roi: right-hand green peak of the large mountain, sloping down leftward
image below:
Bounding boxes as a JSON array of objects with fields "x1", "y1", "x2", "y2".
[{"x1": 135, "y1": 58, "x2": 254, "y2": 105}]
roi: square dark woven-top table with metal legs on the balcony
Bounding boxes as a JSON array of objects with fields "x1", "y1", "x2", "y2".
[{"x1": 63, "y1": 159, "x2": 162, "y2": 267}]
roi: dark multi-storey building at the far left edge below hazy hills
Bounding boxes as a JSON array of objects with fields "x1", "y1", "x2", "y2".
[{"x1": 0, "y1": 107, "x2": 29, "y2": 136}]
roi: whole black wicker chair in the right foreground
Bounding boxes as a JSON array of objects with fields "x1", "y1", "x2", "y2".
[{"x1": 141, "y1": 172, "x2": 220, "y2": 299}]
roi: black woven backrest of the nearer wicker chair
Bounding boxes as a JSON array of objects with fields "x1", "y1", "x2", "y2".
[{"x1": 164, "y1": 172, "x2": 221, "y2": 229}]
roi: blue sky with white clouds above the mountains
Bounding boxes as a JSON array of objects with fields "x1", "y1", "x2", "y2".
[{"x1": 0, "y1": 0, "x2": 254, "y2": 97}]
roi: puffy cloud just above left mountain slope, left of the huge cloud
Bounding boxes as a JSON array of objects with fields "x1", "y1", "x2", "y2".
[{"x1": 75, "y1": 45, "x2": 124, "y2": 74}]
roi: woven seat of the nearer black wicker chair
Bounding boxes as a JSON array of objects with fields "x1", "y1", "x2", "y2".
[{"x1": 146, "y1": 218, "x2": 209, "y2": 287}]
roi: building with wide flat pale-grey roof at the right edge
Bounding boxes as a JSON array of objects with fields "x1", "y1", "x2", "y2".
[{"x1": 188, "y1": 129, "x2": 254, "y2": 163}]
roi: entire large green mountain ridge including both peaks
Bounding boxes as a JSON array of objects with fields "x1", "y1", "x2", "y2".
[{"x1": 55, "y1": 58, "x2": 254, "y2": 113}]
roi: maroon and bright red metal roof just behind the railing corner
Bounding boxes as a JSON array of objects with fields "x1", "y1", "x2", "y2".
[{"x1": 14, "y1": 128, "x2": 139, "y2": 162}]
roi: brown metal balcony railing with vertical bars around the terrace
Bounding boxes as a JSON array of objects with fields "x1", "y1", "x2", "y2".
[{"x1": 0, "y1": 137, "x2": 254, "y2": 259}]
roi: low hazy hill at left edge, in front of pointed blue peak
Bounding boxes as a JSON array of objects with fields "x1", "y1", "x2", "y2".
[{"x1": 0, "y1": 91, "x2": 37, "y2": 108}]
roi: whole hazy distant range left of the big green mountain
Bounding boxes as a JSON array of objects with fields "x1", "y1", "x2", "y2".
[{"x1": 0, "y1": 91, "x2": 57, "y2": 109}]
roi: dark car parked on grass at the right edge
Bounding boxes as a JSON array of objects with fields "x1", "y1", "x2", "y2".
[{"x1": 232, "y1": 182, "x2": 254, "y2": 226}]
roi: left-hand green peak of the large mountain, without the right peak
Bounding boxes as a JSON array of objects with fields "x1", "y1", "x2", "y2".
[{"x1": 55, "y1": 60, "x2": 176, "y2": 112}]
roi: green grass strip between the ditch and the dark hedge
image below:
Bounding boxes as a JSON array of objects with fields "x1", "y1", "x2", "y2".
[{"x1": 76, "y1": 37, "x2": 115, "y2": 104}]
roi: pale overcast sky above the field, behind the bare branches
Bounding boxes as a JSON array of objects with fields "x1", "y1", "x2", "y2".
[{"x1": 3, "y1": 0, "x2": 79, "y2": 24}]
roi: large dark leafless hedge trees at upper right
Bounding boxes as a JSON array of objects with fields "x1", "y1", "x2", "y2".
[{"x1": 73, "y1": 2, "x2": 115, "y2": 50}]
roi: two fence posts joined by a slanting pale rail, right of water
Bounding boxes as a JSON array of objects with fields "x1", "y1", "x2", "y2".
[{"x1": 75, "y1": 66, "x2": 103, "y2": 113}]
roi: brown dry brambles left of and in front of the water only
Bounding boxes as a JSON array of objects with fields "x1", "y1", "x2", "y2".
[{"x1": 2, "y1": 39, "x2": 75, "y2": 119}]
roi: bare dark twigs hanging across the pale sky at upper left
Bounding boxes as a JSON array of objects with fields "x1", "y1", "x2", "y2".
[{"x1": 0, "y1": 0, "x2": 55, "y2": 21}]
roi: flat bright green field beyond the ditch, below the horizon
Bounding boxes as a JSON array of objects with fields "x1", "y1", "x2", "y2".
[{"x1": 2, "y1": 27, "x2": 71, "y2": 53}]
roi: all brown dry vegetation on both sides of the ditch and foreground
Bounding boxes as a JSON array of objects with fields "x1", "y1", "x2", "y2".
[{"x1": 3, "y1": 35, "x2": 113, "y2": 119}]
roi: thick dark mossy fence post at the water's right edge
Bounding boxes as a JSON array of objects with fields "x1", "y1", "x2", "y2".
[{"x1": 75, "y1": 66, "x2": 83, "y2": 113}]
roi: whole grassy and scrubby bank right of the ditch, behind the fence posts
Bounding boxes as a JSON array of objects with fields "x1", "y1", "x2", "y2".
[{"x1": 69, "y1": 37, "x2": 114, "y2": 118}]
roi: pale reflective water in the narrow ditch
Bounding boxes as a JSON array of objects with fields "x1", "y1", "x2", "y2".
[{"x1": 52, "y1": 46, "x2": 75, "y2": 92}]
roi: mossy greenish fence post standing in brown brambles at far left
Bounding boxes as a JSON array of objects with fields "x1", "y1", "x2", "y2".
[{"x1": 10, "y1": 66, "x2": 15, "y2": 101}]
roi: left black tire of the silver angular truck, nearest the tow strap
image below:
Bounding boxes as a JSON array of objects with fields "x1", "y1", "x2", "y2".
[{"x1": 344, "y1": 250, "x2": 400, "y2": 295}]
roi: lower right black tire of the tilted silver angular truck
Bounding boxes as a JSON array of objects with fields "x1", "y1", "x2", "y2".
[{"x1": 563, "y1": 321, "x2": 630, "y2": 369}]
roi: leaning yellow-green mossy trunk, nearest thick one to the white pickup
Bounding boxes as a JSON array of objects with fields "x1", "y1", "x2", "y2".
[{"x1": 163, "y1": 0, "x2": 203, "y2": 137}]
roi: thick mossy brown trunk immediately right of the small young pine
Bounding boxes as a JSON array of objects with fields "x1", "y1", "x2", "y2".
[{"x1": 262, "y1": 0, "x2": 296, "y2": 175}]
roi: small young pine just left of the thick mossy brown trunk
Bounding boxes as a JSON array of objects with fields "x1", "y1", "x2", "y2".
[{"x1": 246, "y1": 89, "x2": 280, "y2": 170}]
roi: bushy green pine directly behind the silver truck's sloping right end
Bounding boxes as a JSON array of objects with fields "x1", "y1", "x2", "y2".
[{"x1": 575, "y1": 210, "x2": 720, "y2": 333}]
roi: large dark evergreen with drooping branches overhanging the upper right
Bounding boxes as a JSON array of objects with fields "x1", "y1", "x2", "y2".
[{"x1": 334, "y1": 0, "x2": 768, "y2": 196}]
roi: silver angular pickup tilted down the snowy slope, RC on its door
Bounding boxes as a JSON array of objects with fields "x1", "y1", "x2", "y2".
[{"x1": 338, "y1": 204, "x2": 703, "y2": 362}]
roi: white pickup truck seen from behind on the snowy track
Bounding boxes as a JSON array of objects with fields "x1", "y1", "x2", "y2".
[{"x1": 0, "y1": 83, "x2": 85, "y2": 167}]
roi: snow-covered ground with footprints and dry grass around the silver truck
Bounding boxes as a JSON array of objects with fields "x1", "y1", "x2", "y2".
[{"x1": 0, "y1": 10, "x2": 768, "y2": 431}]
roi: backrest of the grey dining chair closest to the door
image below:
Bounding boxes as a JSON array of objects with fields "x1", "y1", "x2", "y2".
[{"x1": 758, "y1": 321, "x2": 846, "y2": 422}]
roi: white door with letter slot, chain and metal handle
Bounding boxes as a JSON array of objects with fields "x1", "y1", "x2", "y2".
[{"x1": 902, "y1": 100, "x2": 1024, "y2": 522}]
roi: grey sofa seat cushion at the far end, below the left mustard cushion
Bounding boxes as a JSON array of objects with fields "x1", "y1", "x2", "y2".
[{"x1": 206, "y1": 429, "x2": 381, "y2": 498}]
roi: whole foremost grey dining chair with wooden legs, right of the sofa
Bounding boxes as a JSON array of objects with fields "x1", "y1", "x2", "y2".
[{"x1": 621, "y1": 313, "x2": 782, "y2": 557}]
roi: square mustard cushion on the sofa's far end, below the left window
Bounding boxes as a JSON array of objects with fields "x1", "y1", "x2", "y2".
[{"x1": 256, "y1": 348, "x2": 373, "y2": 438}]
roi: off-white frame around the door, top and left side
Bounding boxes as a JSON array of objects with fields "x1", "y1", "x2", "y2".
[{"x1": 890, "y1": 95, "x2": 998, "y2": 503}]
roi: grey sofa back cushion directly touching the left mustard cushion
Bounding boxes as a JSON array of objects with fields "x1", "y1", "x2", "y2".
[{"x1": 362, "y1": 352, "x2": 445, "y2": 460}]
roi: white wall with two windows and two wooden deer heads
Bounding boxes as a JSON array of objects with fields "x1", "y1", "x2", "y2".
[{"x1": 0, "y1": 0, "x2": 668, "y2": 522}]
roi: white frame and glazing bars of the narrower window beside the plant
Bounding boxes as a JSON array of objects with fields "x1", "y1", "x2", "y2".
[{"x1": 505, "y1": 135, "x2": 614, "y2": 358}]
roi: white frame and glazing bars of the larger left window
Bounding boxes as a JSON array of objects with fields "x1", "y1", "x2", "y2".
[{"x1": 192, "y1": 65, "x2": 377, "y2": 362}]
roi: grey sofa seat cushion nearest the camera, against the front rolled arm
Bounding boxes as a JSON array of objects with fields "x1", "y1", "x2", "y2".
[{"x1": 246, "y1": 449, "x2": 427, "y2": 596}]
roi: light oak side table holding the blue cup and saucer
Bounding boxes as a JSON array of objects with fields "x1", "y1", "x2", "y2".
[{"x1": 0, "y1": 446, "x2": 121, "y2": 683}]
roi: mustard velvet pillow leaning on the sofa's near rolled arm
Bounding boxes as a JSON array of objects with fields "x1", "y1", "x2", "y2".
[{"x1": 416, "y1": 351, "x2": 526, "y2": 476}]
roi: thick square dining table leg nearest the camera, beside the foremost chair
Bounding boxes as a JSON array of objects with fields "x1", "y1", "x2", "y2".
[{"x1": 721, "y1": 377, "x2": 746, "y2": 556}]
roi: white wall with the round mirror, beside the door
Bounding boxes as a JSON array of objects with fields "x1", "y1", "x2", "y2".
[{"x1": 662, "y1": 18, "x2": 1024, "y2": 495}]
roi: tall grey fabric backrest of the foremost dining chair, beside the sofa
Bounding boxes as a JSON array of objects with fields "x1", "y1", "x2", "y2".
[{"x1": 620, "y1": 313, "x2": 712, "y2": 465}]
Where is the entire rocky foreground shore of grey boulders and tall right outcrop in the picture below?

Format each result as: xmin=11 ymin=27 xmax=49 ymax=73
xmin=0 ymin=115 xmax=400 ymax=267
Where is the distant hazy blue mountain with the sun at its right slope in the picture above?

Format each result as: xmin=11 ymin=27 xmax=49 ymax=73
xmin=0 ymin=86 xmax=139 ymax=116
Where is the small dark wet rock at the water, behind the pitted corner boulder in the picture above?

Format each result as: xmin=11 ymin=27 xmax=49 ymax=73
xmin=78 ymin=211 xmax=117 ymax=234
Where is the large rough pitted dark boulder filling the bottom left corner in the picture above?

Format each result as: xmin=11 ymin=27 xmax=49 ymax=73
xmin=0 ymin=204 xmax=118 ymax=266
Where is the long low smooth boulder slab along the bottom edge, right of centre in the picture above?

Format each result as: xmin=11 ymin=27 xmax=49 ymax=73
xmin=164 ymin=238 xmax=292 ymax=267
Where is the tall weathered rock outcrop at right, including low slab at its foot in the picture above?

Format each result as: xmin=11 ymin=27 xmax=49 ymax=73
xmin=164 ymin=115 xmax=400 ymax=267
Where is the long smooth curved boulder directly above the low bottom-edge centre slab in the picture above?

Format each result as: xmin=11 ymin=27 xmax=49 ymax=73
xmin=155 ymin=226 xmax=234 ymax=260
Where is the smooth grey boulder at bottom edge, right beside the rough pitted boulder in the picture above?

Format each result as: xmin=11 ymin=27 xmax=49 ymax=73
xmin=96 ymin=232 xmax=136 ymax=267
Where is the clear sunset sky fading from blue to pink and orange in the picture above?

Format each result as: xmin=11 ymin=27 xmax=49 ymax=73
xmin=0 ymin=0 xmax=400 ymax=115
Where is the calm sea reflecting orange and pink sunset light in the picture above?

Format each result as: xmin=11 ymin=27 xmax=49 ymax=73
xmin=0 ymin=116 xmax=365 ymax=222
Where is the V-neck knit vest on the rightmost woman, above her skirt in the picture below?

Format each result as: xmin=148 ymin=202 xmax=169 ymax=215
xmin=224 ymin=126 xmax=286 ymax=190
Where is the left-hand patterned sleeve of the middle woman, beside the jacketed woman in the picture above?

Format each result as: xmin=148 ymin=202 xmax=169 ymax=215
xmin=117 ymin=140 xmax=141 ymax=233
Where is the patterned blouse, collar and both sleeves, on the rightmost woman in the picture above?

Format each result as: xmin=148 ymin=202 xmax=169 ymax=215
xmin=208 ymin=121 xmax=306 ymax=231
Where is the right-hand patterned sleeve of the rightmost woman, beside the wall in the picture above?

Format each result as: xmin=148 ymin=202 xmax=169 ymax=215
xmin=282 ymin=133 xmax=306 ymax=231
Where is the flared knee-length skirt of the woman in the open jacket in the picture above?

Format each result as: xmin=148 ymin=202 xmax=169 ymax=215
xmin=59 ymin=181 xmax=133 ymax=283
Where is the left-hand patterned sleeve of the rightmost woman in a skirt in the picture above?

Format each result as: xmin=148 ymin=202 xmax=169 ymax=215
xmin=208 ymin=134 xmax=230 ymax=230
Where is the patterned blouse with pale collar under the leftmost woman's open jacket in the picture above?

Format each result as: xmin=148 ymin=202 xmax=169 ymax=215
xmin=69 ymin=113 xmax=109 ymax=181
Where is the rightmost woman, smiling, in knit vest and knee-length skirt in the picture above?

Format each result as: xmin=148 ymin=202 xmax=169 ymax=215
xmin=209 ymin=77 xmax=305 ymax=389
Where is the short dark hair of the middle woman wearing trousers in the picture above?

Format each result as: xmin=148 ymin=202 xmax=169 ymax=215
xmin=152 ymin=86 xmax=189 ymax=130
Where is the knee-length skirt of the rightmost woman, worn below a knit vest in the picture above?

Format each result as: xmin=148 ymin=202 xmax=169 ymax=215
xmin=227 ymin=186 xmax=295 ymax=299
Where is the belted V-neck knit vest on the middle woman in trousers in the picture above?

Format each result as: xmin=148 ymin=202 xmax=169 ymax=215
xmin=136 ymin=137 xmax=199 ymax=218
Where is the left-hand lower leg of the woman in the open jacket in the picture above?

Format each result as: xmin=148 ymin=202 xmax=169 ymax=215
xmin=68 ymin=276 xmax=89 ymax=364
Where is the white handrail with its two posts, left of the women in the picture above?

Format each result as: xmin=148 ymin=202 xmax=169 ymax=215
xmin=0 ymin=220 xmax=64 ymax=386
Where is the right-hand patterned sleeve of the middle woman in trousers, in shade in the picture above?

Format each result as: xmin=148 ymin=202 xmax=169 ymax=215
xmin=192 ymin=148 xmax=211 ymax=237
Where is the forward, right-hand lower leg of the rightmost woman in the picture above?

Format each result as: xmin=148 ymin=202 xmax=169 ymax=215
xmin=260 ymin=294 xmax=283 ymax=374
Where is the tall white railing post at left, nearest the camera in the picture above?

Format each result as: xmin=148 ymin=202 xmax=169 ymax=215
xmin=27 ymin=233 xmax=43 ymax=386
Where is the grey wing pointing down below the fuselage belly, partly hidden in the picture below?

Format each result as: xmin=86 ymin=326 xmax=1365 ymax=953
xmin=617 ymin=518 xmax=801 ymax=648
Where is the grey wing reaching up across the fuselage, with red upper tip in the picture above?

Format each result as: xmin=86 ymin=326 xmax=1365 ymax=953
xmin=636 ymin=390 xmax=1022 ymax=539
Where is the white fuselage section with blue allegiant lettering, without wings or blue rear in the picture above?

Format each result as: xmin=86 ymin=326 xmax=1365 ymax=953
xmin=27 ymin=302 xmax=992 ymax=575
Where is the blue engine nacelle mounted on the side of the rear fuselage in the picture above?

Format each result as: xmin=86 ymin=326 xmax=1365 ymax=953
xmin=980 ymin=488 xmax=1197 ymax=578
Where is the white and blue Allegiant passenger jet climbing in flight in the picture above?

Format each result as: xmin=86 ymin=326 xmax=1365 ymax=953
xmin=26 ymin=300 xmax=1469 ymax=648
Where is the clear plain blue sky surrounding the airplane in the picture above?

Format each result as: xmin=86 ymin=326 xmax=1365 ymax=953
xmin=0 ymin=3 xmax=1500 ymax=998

▬▬▬

## Exercise details
From the data above, copy each line where the string "hazy" appears.

## Task answer
roi: dark multi-storey building at the far left edge below hazy hills
roi: low hazy hill at left edge, in front of pointed blue peak
roi: whole hazy distant range left of the big green mountain
Where is the distant hazy blue mountain with the sun at its right slope in the picture above?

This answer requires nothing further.